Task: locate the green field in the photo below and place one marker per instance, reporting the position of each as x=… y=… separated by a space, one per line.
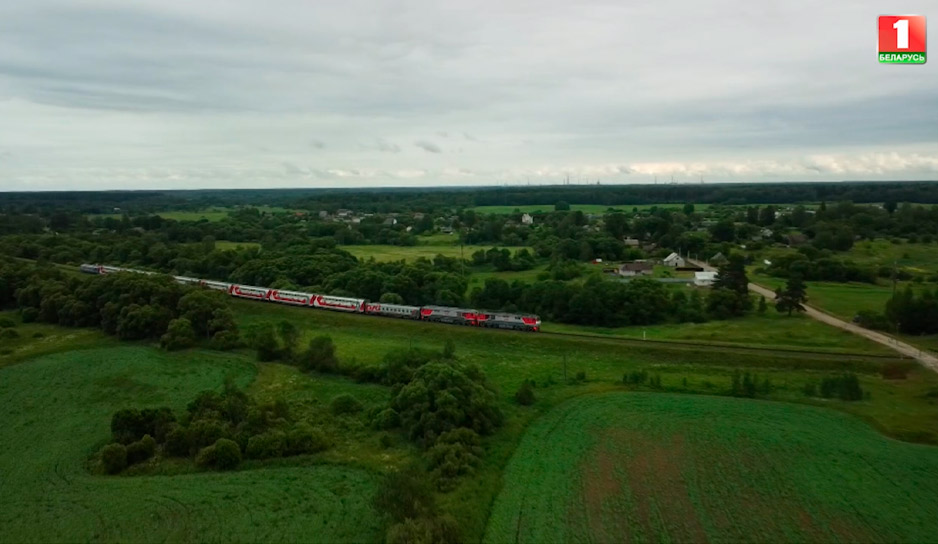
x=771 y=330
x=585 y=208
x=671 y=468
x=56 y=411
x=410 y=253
==
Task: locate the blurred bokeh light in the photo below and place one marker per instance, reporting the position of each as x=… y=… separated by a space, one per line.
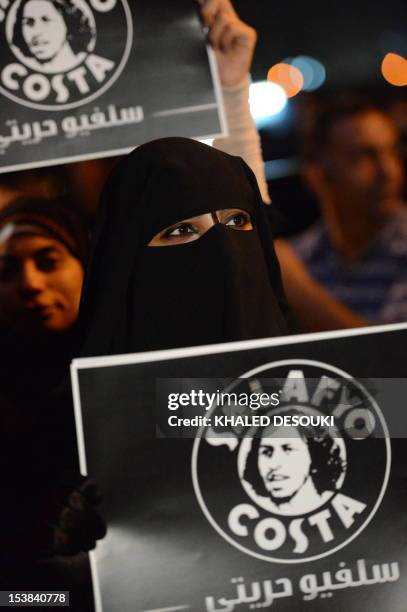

■ To do
Can you copy the records verbatim from the line with "Task: locate the green" up to and including the line with "x=410 y=253", leaving the pictures out of your answer?

■ Task solution
Task: locate the green field in the photo below and place one marker per instance, reporting the position of each as x=… y=… separated by a space, one per line.
x=771 y=330
x=585 y=208
x=671 y=468
x=56 y=411
x=410 y=253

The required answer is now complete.